(Collection entries)
<<<<
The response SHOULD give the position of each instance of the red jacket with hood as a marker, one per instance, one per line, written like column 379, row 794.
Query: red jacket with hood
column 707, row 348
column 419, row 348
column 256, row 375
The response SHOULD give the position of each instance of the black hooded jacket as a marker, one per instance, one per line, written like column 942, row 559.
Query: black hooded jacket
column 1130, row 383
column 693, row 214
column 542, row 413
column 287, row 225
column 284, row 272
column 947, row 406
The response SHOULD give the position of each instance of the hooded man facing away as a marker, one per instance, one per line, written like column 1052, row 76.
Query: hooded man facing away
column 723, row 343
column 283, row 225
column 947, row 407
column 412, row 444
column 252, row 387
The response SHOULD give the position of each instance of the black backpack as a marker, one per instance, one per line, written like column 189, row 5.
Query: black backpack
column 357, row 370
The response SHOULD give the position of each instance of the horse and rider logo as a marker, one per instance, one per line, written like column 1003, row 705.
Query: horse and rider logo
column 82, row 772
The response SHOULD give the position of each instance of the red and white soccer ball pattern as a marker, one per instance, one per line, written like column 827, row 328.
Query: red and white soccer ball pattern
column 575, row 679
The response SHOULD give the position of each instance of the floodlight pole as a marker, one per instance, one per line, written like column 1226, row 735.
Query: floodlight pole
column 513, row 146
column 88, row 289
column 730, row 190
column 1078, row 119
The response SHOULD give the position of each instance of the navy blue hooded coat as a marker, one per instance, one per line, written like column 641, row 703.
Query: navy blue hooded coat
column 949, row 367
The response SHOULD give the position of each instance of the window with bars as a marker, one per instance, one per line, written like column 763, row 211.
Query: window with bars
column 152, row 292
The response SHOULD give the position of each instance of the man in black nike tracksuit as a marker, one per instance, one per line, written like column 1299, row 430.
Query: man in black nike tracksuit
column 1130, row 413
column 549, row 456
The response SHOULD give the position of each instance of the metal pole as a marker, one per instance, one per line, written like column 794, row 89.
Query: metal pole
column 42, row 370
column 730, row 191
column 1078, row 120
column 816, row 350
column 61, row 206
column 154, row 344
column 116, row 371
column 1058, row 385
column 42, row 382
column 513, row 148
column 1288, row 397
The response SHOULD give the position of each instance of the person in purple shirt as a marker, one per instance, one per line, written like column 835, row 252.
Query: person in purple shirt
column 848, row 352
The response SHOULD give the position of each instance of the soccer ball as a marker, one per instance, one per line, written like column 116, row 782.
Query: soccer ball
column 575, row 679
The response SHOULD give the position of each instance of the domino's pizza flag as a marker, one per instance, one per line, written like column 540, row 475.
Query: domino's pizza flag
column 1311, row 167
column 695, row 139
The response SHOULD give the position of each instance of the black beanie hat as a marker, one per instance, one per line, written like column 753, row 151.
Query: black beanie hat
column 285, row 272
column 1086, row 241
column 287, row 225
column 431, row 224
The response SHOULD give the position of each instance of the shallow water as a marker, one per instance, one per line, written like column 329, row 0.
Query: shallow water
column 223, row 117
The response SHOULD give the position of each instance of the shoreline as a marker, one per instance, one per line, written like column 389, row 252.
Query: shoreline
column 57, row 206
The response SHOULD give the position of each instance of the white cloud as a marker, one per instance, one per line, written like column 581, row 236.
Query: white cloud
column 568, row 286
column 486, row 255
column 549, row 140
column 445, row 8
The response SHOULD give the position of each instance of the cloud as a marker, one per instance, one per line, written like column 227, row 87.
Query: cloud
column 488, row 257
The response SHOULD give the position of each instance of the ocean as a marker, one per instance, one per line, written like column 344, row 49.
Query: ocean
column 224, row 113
>>>>
### What you should do:
Print every record above exactly as it stands.

### Your solution:
The response SHOULD give the position of each instance of the red jacket with hood as a marker, one per instance, one per line, written like column 379, row 794.
Query: red jacket with hood
column 707, row 348
column 419, row 348
column 256, row 375
The response SHOULD give the position of each instance of the black hooded jacket as a marker, one per instance, one per line, written like column 942, row 559.
Query: black hooded jacket
column 1130, row 383
column 693, row 214
column 542, row 413
column 287, row 225
column 284, row 272
column 947, row 406
The response SHOULD give the position of each instance of the hooded man facing away as a marker, one per instance, one per line, written like column 1052, row 76.
Query: hooded man facing away
column 723, row 343
column 283, row 225
column 947, row 407
column 412, row 444
column 252, row 387
The response SHOULD give the position of each instance of the black backpack as a marker, one per instance, one per line, written like column 189, row 5.
Query: black backpack
column 357, row 370
The response SHOULD give the position of each instance of the horse and rider logo as a marker, one per instance, one per line, written like column 1003, row 705.
Query: horse and rider logo
column 82, row 772
The response SHOULD give the position of each instance of the red and white soccer ball pattern as a marker, one per instance, one per line, written like column 827, row 328.
Query: red and white soccer ball pattern
column 575, row 679
The response SHOULD give the position of each instance of the floodlight pole as a marker, one per instance, one per line, written like column 1226, row 735.
Query: floodlight pole
column 513, row 146
column 88, row 289
column 730, row 190
column 1078, row 119
The response SHOULD give the position of each instance of the navy blue hooded coat as a marker, one per instance, one per line, written like column 641, row 703.
Query: navy blue hooded coat
column 949, row 367
The response SHOULD give the position of each instance of the window with bars as a marker, one per instance, one per line, written like column 763, row 211.
Query: window with bars
column 152, row 292
The response SHOULD give the position of each instance of the man in black nike tracksuit as a marker, one per instance, one per line, written like column 1299, row 430.
Query: man in black nike tracksuit
column 1130, row 413
column 549, row 456
The response SHOULD give the position of each instance of the metal pole as a marker, one per instance, one per line, written like column 794, row 89.
Query: metal pole
column 42, row 370
column 730, row 191
column 1078, row 120
column 816, row 350
column 61, row 206
column 154, row 344
column 116, row 371
column 1058, row 385
column 42, row 382
column 513, row 148
column 1288, row 397
The response SHOULD give the position of each instance of the person in purple shirt as a marker, one per instance, one per line, written like column 835, row 252.
Query: person in purple shirt
column 848, row 352
The response SHOULD give the position of each instance of the soccer ball as a marker, one per instance, one per line, written like column 116, row 782.
Query: soccer ball
column 575, row 679
The response SHOULD give the position of each instance of the domino's pizza flag as a marker, one per instance, one per line, written like column 540, row 475.
Query: domino's pizza flag
column 1311, row 167
column 695, row 139
The response SHOULD give the position of each instance of the black beanie hat as a marker, one per instance, one per line, written like column 753, row 151.
Query: black beanie hat
column 285, row 272
column 1086, row 241
column 287, row 225
column 431, row 224
The response SHOULD give the position of each instance of the shallow water as a marker, one per instance, one per line, written like column 329, row 0.
Query: shallow water
column 223, row 117
The response SHOULD give the position of each instance of the shoreline as a marker, one per instance, one per line, written like column 389, row 252.
Query: shoreline
column 57, row 206
The response SHOULD give the position of each instance of the white cloud as a marker, one per instance, one per line, written like column 581, row 236.
Query: white cloud
column 568, row 286
column 486, row 255
column 549, row 140
column 445, row 8
The response SHOULD give the position of each instance of the cloud as a marker, one per instance, one per line, written like column 227, row 87.
Query: cloud
column 488, row 257
The response SHOULD give the position of each instance of the ocean as a marker, one per instance, one per line, written like column 344, row 49.
Query: ocean
column 224, row 113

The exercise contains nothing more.